• **Entries supplied**:
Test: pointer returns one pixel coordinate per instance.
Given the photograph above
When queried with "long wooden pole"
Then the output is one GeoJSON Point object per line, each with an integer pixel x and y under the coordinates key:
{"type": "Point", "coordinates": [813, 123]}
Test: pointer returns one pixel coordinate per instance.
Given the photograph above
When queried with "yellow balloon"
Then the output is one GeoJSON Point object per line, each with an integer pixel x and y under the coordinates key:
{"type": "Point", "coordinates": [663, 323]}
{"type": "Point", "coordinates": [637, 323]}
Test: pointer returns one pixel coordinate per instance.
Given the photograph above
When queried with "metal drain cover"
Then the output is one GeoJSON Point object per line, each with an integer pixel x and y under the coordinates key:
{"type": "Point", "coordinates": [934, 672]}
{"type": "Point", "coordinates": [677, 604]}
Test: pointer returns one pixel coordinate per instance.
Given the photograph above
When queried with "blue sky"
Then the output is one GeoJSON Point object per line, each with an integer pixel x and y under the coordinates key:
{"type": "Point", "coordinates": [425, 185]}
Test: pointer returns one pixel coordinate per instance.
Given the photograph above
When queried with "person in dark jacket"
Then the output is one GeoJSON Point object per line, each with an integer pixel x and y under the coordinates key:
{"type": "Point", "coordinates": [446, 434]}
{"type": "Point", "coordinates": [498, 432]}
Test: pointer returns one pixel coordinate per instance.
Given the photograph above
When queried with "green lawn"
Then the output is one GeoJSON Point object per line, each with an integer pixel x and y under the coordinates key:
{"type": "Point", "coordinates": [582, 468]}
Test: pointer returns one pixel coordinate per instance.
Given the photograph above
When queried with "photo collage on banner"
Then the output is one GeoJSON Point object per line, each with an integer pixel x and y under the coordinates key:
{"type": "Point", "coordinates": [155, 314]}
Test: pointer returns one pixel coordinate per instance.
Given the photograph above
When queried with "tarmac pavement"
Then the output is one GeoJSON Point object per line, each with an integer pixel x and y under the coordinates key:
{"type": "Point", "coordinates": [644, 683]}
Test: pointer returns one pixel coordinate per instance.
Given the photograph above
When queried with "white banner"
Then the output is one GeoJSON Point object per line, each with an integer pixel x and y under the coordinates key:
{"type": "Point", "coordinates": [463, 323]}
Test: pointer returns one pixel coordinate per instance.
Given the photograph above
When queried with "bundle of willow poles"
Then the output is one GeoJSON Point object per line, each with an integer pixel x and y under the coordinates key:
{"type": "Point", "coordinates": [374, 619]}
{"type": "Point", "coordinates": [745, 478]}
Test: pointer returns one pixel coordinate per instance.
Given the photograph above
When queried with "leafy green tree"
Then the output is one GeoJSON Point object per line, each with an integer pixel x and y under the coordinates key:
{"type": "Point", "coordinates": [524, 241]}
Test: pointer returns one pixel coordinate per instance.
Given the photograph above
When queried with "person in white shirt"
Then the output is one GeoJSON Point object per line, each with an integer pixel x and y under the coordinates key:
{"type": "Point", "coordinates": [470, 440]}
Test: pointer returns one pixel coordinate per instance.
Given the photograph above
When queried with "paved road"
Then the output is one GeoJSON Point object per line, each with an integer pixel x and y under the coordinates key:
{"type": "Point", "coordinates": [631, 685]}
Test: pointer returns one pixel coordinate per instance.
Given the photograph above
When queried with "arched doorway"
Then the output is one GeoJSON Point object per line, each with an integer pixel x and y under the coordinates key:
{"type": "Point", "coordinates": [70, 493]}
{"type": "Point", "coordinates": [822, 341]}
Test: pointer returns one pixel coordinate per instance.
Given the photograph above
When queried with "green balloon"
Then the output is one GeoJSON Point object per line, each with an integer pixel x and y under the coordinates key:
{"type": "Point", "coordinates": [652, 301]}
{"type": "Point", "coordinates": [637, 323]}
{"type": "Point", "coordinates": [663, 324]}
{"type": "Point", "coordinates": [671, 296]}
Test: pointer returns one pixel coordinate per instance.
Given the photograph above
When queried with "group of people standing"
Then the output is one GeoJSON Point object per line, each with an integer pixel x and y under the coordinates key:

• **Written task**:
Which lines of the entries above contain the word "white"? Copy each of those lines in full.

• **Expected answer**:
When queried with "white banner"
When queried with "person in white shirt"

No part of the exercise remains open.